• OBJECTIVE
Every line below is to be quoted exactly, with nothing added or dropped.

Dataset rows

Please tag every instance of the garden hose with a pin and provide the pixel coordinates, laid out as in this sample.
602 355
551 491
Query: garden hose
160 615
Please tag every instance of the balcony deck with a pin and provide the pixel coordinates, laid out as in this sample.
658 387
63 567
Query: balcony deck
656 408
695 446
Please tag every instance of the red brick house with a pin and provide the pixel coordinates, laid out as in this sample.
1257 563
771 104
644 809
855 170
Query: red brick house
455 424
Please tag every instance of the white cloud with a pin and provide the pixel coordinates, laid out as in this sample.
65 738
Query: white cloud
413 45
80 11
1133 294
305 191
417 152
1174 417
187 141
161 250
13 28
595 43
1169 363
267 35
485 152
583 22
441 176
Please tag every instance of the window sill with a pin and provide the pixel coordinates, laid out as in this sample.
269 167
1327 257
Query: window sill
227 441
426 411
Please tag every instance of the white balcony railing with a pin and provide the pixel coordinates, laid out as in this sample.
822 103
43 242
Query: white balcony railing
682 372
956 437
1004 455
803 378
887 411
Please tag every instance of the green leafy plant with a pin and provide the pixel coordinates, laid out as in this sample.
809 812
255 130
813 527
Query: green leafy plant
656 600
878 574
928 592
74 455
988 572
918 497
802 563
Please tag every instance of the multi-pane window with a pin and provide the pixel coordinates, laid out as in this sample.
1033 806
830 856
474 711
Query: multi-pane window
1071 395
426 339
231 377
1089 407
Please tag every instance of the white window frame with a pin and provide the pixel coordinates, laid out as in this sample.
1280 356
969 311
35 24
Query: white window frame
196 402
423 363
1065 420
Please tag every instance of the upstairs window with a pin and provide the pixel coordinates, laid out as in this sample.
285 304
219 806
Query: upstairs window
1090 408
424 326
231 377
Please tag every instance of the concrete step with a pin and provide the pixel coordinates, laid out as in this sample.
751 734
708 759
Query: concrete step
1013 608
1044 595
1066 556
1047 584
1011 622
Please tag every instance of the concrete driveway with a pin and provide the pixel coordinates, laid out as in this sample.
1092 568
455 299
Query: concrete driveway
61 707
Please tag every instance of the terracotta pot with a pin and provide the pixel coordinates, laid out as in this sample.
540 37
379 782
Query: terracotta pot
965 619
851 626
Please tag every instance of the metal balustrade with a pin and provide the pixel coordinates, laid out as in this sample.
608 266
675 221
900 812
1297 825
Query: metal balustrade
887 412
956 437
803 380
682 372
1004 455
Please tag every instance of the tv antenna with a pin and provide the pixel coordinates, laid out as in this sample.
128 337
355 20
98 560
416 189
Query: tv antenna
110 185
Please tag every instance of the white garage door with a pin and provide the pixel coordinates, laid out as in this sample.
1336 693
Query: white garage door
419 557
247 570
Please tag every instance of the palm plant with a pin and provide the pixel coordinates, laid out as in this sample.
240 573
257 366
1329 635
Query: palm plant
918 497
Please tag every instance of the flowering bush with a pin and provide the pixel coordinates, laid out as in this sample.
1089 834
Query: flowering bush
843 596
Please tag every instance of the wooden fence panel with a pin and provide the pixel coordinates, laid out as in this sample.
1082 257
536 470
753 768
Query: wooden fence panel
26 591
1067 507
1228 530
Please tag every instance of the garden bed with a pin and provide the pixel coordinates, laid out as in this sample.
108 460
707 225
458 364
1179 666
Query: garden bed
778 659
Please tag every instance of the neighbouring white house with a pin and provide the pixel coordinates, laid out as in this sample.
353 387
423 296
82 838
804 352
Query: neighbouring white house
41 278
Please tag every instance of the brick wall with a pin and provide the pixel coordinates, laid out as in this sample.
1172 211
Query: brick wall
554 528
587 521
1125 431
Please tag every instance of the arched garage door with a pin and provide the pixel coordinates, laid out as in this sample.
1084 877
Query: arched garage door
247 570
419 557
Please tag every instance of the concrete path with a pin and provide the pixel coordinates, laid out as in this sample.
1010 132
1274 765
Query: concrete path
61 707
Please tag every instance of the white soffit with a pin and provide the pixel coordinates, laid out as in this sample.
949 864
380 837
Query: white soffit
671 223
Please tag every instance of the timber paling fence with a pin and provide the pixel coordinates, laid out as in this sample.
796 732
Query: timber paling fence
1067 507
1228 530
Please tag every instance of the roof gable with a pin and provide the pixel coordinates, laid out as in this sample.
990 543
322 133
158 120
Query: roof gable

• SOLVED EXERCISE
Please tag every instance of the garden hose with a pin and provide the pixel coordinates, laid out as in this sample.
602 355
551 491
Query: garden hose
160 615
Please tag every instance of the balcony deck with a pin and provide the pixel coordinates, laid out as in this sample.
658 387
63 567
Query: balcony deck
656 408
695 446
Please tag every instance of the red brick house with a pin and provide the pixel coordinates, laid out as in this sample.
1257 563
771 104
644 809
855 170
Query: red brick house
455 424
Please tag every instance of the white cloud with a pin and provide the pixel coordinates, laid out as in this sample.
65 738
Query: white cloud
413 45
80 11
1133 294
305 191
417 152
1174 417
187 141
161 250
13 28
595 43
1169 363
267 35
485 152
583 22
441 176
Please tag every instance of the window sill with a pin and provide the pixel coordinates, laid out as in this sample.
269 167
1327 257
Query: window sill
227 441
426 411
Please tag every instance of the white balcony railing with a pin and provide the pixel coordinates, laid out as in this sample.
822 103
43 242
Query: white balcony railing
682 372
956 437
1004 455
803 378
887 411
Please tag every instance of the green leafy plant with a pin and provide the pixel coordinates, laid out as in this sample.
809 812
255 130
813 527
Query: green leafy plant
656 600
878 574
928 592
74 455
988 572
918 497
802 563
Please tag every instance of the multi-pane window with a pin and provide the pixel coordinates, laid out as in this sample.
1033 806
830 856
474 711
Query: multi-pane window
1071 395
426 339
231 377
1089 407
Please tag every instance of the white window frame with a pin and provide the pixel coordinates, laid out as in this sample.
1280 356
969 311
35 24
Query: white window frame
196 402
423 363
1065 420
Please tag every instance of the upstairs window with a pin and provide the pixel coordinates, laid out as in this sample.
285 304
219 806
Query: upstairs window
1090 408
424 326
231 377
Please tag every instance of the concrete step with a pin and provide the pixel coordinates, laid out as in this sample.
751 734
708 759
Query: concrete step
1013 608
1044 595
1066 556
1047 584
1011 622
Please tag every instance of the concrete driveway with a pin and provide the pixel coordinates, laid out as in this sample.
1092 568
455 299
Query: concrete driveway
61 707
Please tag every instance of the terracotta pot with a pin and provide the pixel coordinates, laid out as in this sample.
540 37
379 782
Query: terracotta pot
965 619
851 626
Please tag every instance of the metal balustrade with a pin and provide the pixel coordinates, laid out as in this sample.
608 266
675 221
900 812
1297 825
Query: metal balustrade
887 412
956 437
803 380
682 372
1004 455
Please tag every instance of the tv antenna with a pin and provide the pixel coordinates, laid out as in this sample.
128 337
355 20
98 560
416 189
Query: tv antenna
110 185
Please tag every instance of the white garage door with a pin and provide the pixel coordinates, laid out as in this sample.
1336 693
Query: white garage door
419 557
247 570
Please tag every instance of the palm plant with a pin and provide the pixel coordinates, laid out as in this sample.
240 573
257 366
1329 635
Query: palm plant
918 497
Please tag every instance of the flowering bush with a pin and provide the pixel coordinates, laid out as in this sample.
1089 834
Query: flowering bush
843 596
Please tag every instance of the wooden fence panel with a pin and provide the pixel coordinates, laid out as in this sample.
1082 257
536 470
753 768
Query: wooden fence panel
26 591
1067 507
1228 530
Please tag every instance of the garden bed with a pin and provide the pixel coordinates, laid out as in this sample.
108 460
707 225
458 364
1179 666
Query: garden bed
778 659
Please tag every instance of the neighbouring white house with a pin and provide the pixel coordinates, laid out as in this sample.
353 387
423 296
82 838
804 352
Query: neighbouring white house
41 278
Please tag every instance of the brick wall with a pin and provide the pixel coordinates, laid out as in this sample.
1172 211
Query: brick wall
554 528
587 521
1125 431
Please tag every instance of the arched garage door with a pin and provide the pixel coordinates, laid out as in this sample.
1084 877
Query: arched garage door
247 570
419 557
Please tag every instance of the concrete path with a pin and provide the pixel coordinates, laid out as in this sample.
1010 132
1274 765
Query: concrete path
61 707
Please tag every instance of the white soffit with a pin and provide the pixel coordinates, laid out as in this sample.
949 864
380 837
Query: white soffit
671 223
Please tag every instance of the timber paling fence with a pin and provide the pixel coordinates, laid out as in this sample.
796 732
Query: timber paling fence
1067 507
1228 530
Please tag every instance of the roof gable with a pin and provide the pixel coordinates, laid out as in this sample.
990 543
322 133
158 120
Query: roof gable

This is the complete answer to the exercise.